**EXTRAIT DU DOCUMENT**

Figure 12 : passerelle de Meylan (France)

1.2.3 - Autres sections en béton Pont de l’aire de Farges (Figure 1) Il s’agit d’un pont de type dalle mince raidie par une nervure centrale servant de séparateur. Cette nervure contient les câbles de précontrainte intérieure et elle est supportée par les huit haubans. L’inertie de torsion est faible et il convient de prendre en compte les flexions en rive crées par la torsion gênée surtout en extrémité. Pont sur la Delaware ou projet de James River (Figure 2) [4] Dans la partie haubanée, les deux caissons sont entretoisés au droit des haubans. Cet entretoisement supporte le poids du tablier. Dans les viaducs d’accès les deux caissons sont séparés.

1.2.4 - Caissons métalliques Les caissons métalliques à suspension centrale sont peu nombreux et souvent assez anciens, car leur gamme d’emploi est assez réduite, vers les petites portées ils sont concurrencés par les caissons béton. Pour les grandes portées la suspension latérale améliore la tenue au vent.

Conception générale 19

Parmi les ponts récents, on trouve le pont du Faro au Danemark (Figure 13), et parmi les ponts plus anciens, le pont de Düsseldorf Flehe avec une portée de rive 368  m et une largeur de 41,7  m (Figure 14) et le pont Masséna sur le boulevard périphérique à Paris (Figure 15) [12]. Pour ce dernier ouvrage, le tablier est très rigide, et chaque nappe de haubans ne comprend que deux haubans de forte puissance, cet ouvrage s’écarte donc des solutions à haubans multiples envisagées dans le présent document.

**POINT À TRAITER A**
D'après l'extrait sur les ponts haubanés, quelle est la largeur du pont de Düsseldorf Flehe ?
**POINT À TRAITER B**
Poursuivez l'extrait sur les ponts haubanés après sa dernière phrase.
Les enregistrements n'interviennent pas ici.

[Entrées du jeu de données]
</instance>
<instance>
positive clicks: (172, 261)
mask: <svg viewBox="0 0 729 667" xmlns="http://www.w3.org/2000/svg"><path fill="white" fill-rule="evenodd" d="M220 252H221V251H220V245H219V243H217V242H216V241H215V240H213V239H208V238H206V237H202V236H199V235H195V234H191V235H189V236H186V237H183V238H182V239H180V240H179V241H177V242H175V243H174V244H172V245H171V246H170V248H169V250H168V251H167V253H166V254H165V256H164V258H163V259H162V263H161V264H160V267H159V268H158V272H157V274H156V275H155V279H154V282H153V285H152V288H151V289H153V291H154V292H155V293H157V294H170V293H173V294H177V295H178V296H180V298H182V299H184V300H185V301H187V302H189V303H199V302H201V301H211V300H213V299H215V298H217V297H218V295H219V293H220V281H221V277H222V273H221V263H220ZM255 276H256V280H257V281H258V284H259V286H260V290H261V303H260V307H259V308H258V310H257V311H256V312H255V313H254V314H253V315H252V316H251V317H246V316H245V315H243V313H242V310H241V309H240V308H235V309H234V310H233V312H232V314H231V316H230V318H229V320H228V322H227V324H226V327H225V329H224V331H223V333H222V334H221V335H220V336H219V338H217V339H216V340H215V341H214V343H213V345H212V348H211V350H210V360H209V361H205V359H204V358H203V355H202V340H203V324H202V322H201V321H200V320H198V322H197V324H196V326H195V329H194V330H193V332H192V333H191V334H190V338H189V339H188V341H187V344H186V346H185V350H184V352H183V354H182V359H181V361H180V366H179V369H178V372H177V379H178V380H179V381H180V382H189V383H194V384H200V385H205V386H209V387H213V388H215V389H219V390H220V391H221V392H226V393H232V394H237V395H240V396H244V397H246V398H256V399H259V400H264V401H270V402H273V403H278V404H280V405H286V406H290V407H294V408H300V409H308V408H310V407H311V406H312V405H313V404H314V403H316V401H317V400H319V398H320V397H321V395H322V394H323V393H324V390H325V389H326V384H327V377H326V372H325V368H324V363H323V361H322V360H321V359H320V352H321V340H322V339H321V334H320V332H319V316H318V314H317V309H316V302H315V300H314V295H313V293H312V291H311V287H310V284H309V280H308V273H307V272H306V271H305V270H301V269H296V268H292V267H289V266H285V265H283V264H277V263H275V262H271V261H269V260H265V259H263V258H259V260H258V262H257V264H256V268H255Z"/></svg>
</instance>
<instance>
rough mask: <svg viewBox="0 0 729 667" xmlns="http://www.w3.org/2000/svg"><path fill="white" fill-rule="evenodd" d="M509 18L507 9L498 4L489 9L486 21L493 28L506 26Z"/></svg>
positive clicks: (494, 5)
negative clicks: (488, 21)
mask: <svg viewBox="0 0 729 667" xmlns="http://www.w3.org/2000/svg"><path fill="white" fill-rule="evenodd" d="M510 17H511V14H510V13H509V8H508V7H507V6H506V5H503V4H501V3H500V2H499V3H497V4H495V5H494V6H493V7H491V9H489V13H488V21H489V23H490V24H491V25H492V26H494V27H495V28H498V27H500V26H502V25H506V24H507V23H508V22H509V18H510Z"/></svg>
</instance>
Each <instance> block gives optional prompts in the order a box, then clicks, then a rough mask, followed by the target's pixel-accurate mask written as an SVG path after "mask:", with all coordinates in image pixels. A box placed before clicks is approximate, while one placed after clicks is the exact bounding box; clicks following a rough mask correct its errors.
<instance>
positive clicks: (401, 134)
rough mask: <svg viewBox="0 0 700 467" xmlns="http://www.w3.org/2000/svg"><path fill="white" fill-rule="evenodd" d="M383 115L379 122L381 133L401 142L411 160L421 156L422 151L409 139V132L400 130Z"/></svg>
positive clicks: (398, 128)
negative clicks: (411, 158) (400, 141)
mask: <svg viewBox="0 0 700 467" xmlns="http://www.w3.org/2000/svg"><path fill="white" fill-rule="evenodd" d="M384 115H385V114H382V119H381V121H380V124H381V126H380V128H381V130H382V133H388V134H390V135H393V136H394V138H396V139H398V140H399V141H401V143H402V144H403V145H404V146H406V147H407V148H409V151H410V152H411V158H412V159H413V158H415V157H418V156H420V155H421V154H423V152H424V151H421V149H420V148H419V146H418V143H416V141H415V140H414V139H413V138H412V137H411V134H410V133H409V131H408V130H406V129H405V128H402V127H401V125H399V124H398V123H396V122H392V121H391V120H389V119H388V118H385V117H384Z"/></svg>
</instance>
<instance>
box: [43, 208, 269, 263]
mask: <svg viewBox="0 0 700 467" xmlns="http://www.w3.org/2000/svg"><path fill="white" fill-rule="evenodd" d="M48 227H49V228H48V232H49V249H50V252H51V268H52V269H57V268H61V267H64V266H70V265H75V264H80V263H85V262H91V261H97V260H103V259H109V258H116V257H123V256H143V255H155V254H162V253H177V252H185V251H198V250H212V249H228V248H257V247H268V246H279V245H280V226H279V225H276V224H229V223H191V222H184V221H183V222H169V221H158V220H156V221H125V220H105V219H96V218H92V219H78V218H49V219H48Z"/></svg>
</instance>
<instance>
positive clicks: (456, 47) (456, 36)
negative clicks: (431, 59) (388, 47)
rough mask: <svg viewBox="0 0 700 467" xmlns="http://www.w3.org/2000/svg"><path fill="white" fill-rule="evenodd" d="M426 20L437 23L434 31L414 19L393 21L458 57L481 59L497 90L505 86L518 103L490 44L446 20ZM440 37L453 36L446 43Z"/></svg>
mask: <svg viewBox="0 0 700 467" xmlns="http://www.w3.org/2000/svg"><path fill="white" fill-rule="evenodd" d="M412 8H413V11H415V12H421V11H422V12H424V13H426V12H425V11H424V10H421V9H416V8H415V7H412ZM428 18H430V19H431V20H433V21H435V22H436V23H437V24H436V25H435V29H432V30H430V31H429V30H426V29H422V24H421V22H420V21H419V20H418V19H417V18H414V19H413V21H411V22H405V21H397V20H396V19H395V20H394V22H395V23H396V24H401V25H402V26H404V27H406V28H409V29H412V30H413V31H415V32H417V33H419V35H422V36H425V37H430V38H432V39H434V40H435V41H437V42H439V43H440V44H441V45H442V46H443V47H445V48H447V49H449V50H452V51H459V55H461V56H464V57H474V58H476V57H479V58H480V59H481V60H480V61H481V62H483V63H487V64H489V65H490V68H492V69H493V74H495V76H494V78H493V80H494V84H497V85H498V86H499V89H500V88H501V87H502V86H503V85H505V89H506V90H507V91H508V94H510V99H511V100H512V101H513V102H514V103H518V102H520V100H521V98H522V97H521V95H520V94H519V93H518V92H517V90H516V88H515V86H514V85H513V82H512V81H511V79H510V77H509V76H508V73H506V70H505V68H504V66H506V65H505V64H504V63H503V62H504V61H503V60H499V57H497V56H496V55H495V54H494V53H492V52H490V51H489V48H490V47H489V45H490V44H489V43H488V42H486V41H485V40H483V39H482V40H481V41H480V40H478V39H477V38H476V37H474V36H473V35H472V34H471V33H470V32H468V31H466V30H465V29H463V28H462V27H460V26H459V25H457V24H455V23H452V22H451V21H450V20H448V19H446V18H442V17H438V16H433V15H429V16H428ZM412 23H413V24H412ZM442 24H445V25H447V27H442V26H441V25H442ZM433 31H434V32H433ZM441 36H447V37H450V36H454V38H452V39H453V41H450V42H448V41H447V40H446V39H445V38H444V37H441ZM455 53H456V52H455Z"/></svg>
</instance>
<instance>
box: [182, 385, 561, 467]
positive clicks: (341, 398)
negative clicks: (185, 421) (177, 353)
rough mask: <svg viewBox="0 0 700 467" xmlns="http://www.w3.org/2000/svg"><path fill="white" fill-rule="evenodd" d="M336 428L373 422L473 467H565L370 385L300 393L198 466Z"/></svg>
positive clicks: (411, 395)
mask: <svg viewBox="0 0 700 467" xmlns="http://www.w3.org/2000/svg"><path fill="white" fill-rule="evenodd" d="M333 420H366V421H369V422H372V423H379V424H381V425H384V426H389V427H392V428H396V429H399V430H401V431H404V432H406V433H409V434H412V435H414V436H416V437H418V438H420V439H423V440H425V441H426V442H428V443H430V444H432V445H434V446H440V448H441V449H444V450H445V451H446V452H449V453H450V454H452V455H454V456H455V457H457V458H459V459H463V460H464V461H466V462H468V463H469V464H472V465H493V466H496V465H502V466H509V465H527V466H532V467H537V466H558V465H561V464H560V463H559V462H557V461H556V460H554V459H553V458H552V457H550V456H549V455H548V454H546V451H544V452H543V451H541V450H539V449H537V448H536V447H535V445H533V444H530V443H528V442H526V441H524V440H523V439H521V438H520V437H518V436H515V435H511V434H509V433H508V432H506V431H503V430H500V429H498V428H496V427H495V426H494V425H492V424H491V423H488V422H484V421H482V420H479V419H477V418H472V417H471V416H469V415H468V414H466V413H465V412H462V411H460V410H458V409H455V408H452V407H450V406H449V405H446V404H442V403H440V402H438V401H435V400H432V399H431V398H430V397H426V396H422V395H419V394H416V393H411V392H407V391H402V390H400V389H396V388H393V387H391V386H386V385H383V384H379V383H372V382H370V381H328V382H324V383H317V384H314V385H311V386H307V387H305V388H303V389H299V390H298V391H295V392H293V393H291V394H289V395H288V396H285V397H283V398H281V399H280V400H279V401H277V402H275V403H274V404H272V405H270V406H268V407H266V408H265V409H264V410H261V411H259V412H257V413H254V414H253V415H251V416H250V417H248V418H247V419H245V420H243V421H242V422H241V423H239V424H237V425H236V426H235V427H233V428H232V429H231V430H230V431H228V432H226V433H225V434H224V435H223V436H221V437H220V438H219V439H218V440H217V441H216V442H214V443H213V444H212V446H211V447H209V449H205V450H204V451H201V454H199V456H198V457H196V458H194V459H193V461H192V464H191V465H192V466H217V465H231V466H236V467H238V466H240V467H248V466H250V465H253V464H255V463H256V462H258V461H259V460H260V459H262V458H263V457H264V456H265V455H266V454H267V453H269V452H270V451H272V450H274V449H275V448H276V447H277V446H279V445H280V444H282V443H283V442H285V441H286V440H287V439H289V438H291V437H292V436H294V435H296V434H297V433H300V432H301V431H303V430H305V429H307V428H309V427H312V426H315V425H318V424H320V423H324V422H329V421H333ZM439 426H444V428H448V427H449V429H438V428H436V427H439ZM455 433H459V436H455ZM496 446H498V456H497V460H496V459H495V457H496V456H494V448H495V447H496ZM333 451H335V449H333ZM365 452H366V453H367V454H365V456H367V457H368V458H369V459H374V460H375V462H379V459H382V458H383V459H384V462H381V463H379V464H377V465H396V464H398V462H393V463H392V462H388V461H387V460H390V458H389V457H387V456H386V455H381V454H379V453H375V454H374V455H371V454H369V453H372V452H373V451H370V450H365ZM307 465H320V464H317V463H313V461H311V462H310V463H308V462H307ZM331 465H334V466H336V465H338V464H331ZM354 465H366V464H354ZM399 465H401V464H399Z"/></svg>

**RÉSULTAT ATTENDU A**
41,7 m.

**RÉSULTAT ATTENDU B**
Figure 13 : pont du Faro (Danemark)

Figure 14 : pont de Dusseldorf-Flehe (Allemagne)

Figure 15 : pont Masséna (France)

Le viaduc de Millau (Figure 16) constitue une exception à la constatation précédente. Ceci est certes dû à la compétitivité accrue des structures métalliques, mais aussi au caractère exceptionnel de cet ouvrage qui a nécessité des moyens de construction très importants. La très grande hauteur des piles favorise le pylône axial, et donc la suspension centrale. Le pylône métallique permet une réduction des délais. En outre, le levage des tronçons de tablier n’est pas réalisable dans ce site et la grande raideur du tablier nécessaire pour le service (multi-travées haubanées) rend ce dernier lançable avec l’aide d’une palée intermédiaire provisoire au milieu de chaque travée. Pour ce type de structure la méthode de construction est très importante. On notera en particulier que le principal rôle des deux âmes verticales est de permettre le lançage de la structure.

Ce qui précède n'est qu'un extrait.